- **CHALLENGE**
Please print every line of the listing below without changing anything.

[Items listed in a dataset]
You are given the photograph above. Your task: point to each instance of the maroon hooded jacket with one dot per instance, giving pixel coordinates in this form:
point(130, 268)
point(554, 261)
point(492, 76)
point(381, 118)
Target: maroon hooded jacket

- **THE REPLY**
You are given the photograph above. Your task: point to each instance of the maroon hooded jacket with one dot per instance, giving pixel coordinates in this form:
point(130, 268)
point(554, 261)
point(492, 76)
point(381, 118)
Target: maroon hooded jacket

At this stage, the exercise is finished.